Exercise text:
--- START ---
Lamayuru Day three was spent stopped at Lamayuru. By the end of day two more of our party were in the support vehicles with a concoction of illnesses than were riding bikes. It was spent as a mixture of wandering around the village, playing Kings and Arseholes or Brahmins and Dahlits as it became known, eating and sleeping. I had my brand new sunglasses thieved by a four legged fiend and I don’t care how cute that bloody little puppy was, I wanted to perform a ‘look in the dog’ operation on its cute sunglass consuming belly. More fool me for forgetting that it was loitering waiting for the optimal moment to strike and I leaving my bag unzipped at the top. At least it took the glasses and not my passport. Turns out it had a penchant for books as James was lucky to nab it just at it tried to get a hold of his diary and run off.


It was also in Lamayuru that Will, a nice lad from Sussex who went to Oxford learnt about his alter-ego ‘Whetu’, who went to Waikato Polytechnic, got a degree in hospitality, has set up franchises of children with different mothers (three at the last count) and loves nothing better to do than watch rugby and drink beer. I am not sure what inspired the construction, whether it was Whetu’s ability to utter only mono-syllables, is capacity for accents or the complete incongruous contrary notion of the whole thing. I think people just got bored.
--- END ---
Given data:
--- START ---
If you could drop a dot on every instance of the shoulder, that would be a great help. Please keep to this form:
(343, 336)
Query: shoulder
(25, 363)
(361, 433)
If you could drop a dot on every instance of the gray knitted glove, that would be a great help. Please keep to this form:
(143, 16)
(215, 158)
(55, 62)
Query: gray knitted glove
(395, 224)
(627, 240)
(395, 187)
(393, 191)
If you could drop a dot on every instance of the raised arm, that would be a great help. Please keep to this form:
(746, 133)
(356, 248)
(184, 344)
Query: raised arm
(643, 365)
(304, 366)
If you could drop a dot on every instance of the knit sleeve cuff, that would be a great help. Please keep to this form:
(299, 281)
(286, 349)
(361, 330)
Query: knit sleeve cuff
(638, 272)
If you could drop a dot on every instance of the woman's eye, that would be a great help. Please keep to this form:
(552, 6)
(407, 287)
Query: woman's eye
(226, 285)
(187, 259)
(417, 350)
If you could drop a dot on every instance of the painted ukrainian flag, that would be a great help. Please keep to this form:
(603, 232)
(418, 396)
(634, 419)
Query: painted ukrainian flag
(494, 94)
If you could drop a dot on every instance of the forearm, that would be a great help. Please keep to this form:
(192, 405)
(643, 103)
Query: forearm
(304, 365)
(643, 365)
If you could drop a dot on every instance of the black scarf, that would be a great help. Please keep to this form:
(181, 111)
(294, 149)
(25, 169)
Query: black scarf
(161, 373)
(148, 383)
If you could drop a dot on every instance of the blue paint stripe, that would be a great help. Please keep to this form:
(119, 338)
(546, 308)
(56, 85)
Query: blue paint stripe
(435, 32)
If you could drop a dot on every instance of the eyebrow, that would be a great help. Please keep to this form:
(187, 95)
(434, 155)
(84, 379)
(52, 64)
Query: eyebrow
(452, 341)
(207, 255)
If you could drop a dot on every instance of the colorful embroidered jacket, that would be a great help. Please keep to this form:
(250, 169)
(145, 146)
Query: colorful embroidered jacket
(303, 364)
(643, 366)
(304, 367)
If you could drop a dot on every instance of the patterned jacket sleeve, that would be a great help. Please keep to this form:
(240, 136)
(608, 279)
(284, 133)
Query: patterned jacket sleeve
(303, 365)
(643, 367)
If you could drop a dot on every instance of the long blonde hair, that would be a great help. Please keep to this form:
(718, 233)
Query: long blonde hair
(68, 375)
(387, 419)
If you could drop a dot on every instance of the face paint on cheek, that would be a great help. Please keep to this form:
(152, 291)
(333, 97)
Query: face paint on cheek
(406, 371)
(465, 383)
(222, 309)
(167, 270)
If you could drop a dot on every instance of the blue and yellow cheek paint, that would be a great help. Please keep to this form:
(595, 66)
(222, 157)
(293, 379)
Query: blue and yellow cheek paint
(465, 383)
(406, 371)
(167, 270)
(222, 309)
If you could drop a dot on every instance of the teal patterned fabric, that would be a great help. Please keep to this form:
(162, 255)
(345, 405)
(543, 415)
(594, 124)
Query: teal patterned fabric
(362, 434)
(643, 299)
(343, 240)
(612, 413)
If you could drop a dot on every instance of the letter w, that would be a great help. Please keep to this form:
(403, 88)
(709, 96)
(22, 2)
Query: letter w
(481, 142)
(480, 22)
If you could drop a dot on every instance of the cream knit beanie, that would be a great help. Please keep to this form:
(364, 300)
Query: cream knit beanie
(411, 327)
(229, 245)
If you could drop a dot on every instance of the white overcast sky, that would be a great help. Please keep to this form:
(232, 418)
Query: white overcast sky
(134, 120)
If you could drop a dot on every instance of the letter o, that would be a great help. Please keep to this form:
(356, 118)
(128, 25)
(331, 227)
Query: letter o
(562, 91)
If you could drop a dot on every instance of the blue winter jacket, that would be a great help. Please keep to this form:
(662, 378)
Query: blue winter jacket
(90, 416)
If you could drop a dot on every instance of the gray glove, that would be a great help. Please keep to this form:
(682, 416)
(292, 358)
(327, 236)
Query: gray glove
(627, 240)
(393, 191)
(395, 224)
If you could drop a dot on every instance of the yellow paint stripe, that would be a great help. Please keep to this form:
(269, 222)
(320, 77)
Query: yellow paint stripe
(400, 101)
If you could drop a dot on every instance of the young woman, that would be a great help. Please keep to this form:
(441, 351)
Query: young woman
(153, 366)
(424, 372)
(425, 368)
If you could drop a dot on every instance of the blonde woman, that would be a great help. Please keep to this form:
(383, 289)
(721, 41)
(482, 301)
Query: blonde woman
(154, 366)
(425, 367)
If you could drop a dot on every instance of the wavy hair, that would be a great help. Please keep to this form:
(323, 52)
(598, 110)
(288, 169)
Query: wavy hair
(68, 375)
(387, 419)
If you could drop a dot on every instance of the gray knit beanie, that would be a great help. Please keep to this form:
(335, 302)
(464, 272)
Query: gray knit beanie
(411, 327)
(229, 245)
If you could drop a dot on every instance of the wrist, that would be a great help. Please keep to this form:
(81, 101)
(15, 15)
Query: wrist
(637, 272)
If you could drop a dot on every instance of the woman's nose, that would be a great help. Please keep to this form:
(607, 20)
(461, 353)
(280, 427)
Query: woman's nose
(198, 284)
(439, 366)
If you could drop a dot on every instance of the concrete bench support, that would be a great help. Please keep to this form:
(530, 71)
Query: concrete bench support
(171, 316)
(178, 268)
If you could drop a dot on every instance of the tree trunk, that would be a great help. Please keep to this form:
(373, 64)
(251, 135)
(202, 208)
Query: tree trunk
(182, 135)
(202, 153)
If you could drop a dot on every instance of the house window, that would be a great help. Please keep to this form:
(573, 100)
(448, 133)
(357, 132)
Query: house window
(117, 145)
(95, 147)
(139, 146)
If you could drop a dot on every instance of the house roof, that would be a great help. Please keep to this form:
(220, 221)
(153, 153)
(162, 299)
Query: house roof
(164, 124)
--- END ---
Required work:
(1) According to the Lamayuru travel account, what did the puppy take from the writer's bag?
(2) Write the next part of the Lamayuru travel account, starting after its last sentence.
The records have nothing to do with what you are asked here.

Responses by item number:
(1) The writer's brand new sunglasses.

(2)
The last day turned into holiday breaking point. Instead of doing the leg spread across two days we were now attempting it in one. This meant an early start, but unfortunately for Whetu, he came down with the worst sickness this day and delayed us by two hours. He tried soldiering on up the first incline but within half an hour had the last part of his cycling trip driven away. As the day progressed his stomach pains got worse and worse until we had to send the van on ahead to Kargil where he could get proper medical treatment.

800 year old carved Buddah in Mulbekh By around 2pm we managed to reach the mid-point of our journey at Mulbekh where we would have been spending the third night. An eight hundred year old carved Buddah greeted us for lunch, but unfortunately for him none of us were in an appreciating mood. As the second leg started ‘Red Fox’ aka Andrew (each of our bikes had some inspirational wild animal plus adjective name) and his toe clips started to set an intense pace. Andrew had been in diarrhoea hell up until this point and only on this day did his true colours start to shine. Unfortunately for everyone the third rest day had meant that we had consumed most of the water and proceeded to completely run out 15km from the finish line. Chaos ensued and what was supposed to be an epic trip turned into and epic trip plus seething slow burning pain and anguish. Hmmmmm… India isn’t easy.

Cycling from Leh to Kargil The final ride into Kargil at sunset was epic. The town of Kargil is predominantly Muslim and on the other side of the river to our approach. As we were descending towards it the initial view of the river valley, city and surrounding mountains forced us to stop and absorb. The road was equally spectacular in its ability to be the main road between Leh and Kargil yet remain a completely destroyed dirt track. Apparently in two or three years time the road is going to be a two lane each way highway but right now I am not seeing that happening. The hotel at the end of the journey had hot water (an Indian luxury) and curry which made for not-eating on my part. At about this stage I have begun to spit the dummy on curry for breakfast, lunch and dinner. Not only cannot I not either hold down, stomach or prevent from pissing sh#t, but just the smell makes me feel nauseous.